◆ REQUESTS
**1)** Please copy the lines of the listing exactly, starting at the line that contains "Scouting task: drop one point on every instance of the utility" and ending at the line that contains "[(1109, 406), (587, 631)]", with both of those lines included.
**2)** Extend the passage about fighters joining Iraq's side in the war, picking up after its last sentence.

◆ READING TEXT
# # # # #

Nevertheless, in the months before the war the Bush
Administration courted Al Dawa by including it among the
opposition groups that would control postwar Iraq. “Dawa is
one group that could kill Saddam,” a former American
intelligence official told me. “They hate Saddam because he
suppressed the Shiites. They exist to kill Saddam.” He said
that their apparent decision to stand with the Iraqi regime now
was a “disaster” for us. “They’re like
hard-core Vietcong.”
There were reports last week that Iraqi exiles, including fervent
Shiites, were crossing into Iraq by car and bus from Jordan and
Syria to get into the fight on the side of the Iraqi government.
Robert Baer, a former C.I.A. Middle East operative, told me in a
telephone call from Jordan, “Everybody wants to fight. The
whole nation of Iraq is fighting to defend Iraq. Not Saddam.
They’ve been given the high sign, and we are courting
disaster. If we take fifty or sixty casualties a day and they die
by the thousands, they’re still winning. It’s a
jihad, and it’s a good thing to die. This is no longer a
secular war.” There were press reports of mujahideen
arriving from Pakistan, Afghanistan, and Algeria for
“martyrdom operations.”

# # # # #

◆ DATASET
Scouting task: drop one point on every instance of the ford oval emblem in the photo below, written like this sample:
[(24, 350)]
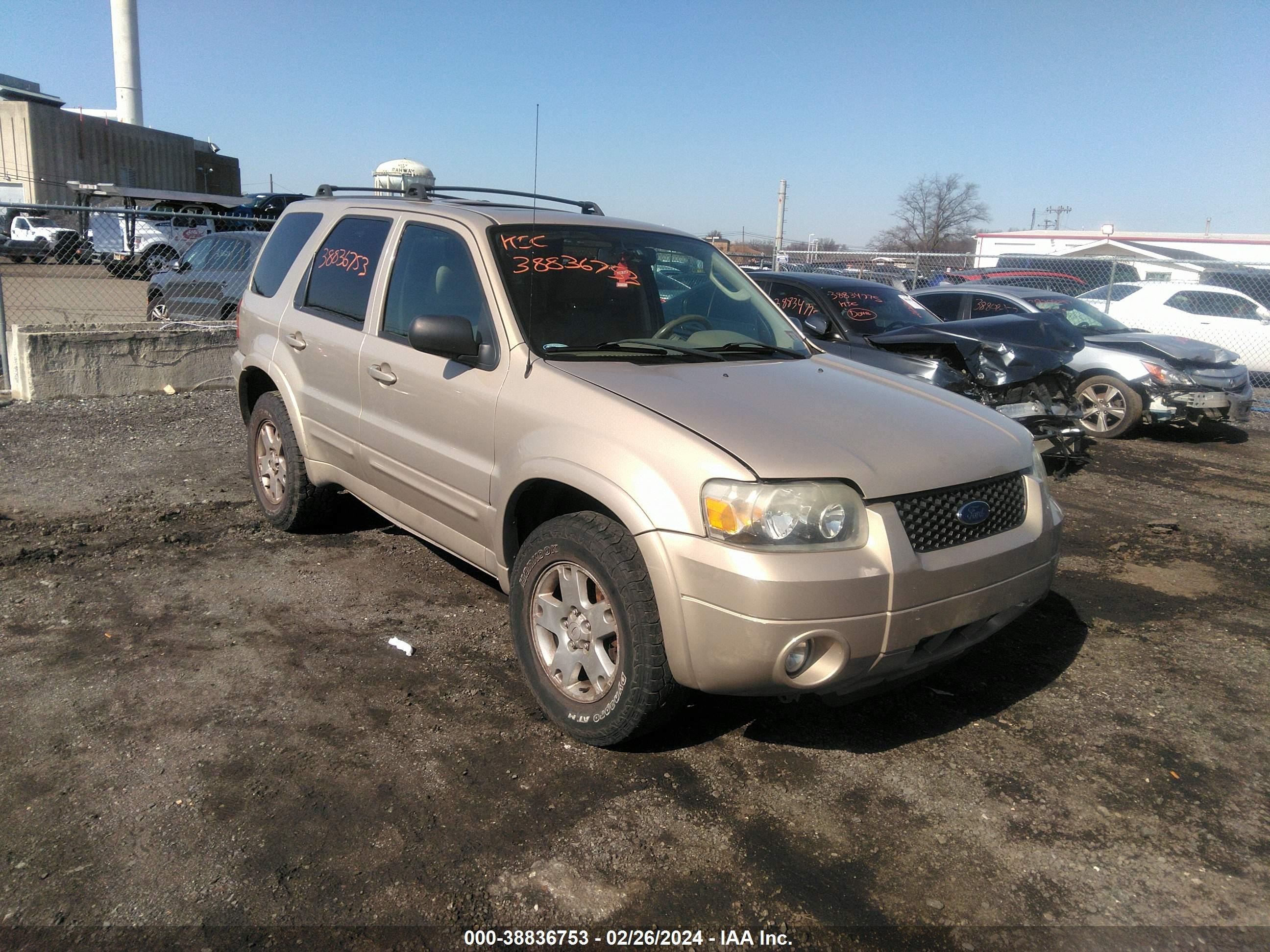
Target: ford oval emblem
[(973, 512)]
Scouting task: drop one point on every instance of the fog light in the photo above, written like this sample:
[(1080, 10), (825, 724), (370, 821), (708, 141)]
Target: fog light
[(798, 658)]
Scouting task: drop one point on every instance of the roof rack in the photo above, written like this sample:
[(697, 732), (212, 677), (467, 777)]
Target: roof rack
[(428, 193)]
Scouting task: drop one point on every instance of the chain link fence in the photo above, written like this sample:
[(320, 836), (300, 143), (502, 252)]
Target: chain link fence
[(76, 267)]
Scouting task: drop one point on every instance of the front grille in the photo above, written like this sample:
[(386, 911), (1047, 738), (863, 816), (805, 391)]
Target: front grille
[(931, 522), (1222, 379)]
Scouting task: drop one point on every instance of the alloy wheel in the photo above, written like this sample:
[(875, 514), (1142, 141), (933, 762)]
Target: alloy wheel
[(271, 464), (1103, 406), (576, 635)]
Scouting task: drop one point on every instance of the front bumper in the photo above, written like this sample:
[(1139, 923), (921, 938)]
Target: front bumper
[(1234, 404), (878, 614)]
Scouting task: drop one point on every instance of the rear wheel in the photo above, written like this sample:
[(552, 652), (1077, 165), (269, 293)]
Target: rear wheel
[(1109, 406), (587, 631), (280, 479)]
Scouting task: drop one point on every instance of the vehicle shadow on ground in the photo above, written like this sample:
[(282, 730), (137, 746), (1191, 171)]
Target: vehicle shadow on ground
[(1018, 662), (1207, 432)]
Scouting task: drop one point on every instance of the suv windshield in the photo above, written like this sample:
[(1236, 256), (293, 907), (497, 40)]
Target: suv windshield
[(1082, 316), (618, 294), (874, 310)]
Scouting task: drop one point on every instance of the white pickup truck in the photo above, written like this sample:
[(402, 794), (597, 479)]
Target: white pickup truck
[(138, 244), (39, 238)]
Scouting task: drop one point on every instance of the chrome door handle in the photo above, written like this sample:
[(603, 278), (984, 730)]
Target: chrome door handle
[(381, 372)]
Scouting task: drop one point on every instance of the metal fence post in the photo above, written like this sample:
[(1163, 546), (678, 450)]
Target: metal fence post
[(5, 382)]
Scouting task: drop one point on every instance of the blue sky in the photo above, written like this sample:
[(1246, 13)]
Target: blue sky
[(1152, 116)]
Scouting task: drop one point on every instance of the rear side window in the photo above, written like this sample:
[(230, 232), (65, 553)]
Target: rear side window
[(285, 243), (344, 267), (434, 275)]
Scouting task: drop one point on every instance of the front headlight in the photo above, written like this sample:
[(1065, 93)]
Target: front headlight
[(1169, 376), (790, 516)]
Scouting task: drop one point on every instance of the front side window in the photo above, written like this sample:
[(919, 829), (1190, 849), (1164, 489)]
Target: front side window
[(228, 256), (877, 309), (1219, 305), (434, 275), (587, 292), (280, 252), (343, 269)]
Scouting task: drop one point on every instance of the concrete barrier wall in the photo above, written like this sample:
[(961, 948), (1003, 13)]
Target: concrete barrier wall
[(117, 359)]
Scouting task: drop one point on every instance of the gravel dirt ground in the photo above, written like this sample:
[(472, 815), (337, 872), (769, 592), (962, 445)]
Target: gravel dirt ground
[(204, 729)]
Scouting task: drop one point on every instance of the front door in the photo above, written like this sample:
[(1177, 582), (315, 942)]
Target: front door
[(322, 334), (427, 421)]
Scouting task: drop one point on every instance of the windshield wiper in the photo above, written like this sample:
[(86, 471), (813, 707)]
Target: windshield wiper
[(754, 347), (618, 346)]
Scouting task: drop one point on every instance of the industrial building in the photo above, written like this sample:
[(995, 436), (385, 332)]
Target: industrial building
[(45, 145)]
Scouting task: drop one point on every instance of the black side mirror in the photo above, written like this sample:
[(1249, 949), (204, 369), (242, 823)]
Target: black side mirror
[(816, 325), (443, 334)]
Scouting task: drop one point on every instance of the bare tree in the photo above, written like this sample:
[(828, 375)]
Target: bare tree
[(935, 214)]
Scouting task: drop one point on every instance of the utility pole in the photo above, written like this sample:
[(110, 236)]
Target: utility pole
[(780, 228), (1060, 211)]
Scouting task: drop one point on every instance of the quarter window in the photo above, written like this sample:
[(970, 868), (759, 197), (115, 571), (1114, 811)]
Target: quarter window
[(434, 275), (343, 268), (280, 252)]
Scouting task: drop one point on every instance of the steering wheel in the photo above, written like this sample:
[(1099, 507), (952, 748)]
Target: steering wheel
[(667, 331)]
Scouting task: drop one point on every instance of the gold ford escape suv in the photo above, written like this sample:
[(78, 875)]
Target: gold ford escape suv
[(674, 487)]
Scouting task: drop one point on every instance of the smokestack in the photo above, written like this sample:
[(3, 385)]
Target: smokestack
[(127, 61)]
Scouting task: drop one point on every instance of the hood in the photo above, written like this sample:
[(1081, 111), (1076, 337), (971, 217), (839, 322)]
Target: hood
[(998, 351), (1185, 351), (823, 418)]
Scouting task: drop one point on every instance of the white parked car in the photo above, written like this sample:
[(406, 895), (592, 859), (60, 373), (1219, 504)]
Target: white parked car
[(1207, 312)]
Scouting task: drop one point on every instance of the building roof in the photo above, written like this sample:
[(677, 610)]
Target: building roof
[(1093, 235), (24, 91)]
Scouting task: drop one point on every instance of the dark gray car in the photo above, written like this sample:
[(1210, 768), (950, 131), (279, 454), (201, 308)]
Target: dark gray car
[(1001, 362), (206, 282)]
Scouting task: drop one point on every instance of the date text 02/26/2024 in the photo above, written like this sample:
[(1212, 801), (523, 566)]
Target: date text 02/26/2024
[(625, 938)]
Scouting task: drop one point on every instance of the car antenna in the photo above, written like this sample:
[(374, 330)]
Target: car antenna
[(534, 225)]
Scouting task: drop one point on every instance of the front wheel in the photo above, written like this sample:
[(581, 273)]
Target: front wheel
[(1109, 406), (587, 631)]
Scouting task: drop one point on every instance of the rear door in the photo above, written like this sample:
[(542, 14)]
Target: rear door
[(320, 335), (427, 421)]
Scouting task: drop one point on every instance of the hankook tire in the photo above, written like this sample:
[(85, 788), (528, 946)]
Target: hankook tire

# # # # #

◆ SET OF ANSWERS
**1)**
Scouting task: drop one point on every instance of the utility pole in the photo above, written like this sample:
[(110, 236)]
Target: utility pole
[(780, 228), (1060, 211)]
Scouting task: drop one point on every instance of the quarter window in the photo above, written like this sample:
[(970, 868), (759, 197), (115, 571), (1114, 811)]
Target: quarter window
[(434, 275), (343, 268), (280, 252)]
Scouting task: drop one point on every instance of the steering wheel in the photo above, written like this sample:
[(1099, 507), (952, 748)]
Target: steering wheel
[(667, 331)]
Scouting task: drop one point on every instance of the gold ford escape suv in the photo above, written like this sample:
[(78, 875)]
Target: gold ford escape suv
[(674, 487)]
Scouting task: drop one point on every instance of the smokestack in the photo above, written like this sample:
[(3, 385)]
Target: smokestack
[(127, 61)]
Scouting task: drop one point on every instance of the hood in the photo above, written like this sample:
[(1081, 111), (1076, 337), (971, 217), (839, 322)]
Target: hood
[(998, 351), (1185, 351), (823, 418)]
Scouting task: drop one point on every instance of the white parked car in the photo above, written like this sample:
[(406, 895), (592, 859), (60, 373), (1219, 504)]
Target: white parked car
[(1207, 312)]
Scouting task: drop one point on every instance of the building roof in the photo above, written like this sample:
[(677, 610)]
Target: building roof
[(1093, 235), (24, 91)]
Scouting task: drop one point on every instance of the dark gray car in the photo above, written like this sample:
[(1210, 768), (950, 131), (279, 454), (201, 308)]
Target: dark gray car
[(1001, 362), (206, 282)]
Scouting task: drop one point on every instance of the date text 02/26/2024 in the photo above, written like this sample:
[(1212, 801), (523, 566)]
Target: date text 02/26/2024
[(625, 938)]
Scouting task: drop one point on every instance of the car antenna in the photo above, written like this sample:
[(374, 330)]
Target: car antenna
[(534, 225)]
Scouting task: drop one point on every instance of the front wheel in the photo above, written like this sample:
[(581, 273)]
Target: front wheel
[(1109, 406), (587, 631)]

**2)**
There had been an expectation before the war that Iran,
Iraq’s old enemy, would side with the United States in this
fight. One Iraqi opposition group, the Iraqi National Congress,
led by Ahmed Chalabi, has been in regular contact with the
Supreme Council for the Islamic Revolution in Iraq, or sciri, an
umbrella organization for Shiite groups who oppose Saddam. The
organization is based in Iran and has close ties to Iranian
intelligence. The Chalabi group set up an office last year in
Tehran, with the approval of Chalabi’s supporters in the
Pentagon, who include Rumsfeld, his deputies Wolfowitz and Feith,
and Richard Perle, the former chairman of the Defense Policy
Board. Chalabi has repeatedly predicted that the Tehran
government would provide support, including men and arms, if an
American invasion of Iraq took place.
Last week, however, this seemed unlikely. In a press conference
on Friday, Rumsfeld warned Iranian militants against interfering
with American forces and accused Syria of sending military
equipment to the Iraqis. A Middle East businessman who has
long-standing ties in Jordan and Syria—and whose
information I have always found reliable—told me that the
religious government in Tehran “is now backing Iraq in the
war. There isn’t any Arab fighting group on the ground in
Iraq who is with the United States,” he said.
There is also evidence that Turkey has been playing both sides.
Turkey and Syria, who traditionally have not had close relations,
recently agreed to strengthen their ties, the businessman told
me, and early this year Syria sent Major General Ghazi Kanaan,
its longtime strongman and power broker in Lebanon, to Turkey.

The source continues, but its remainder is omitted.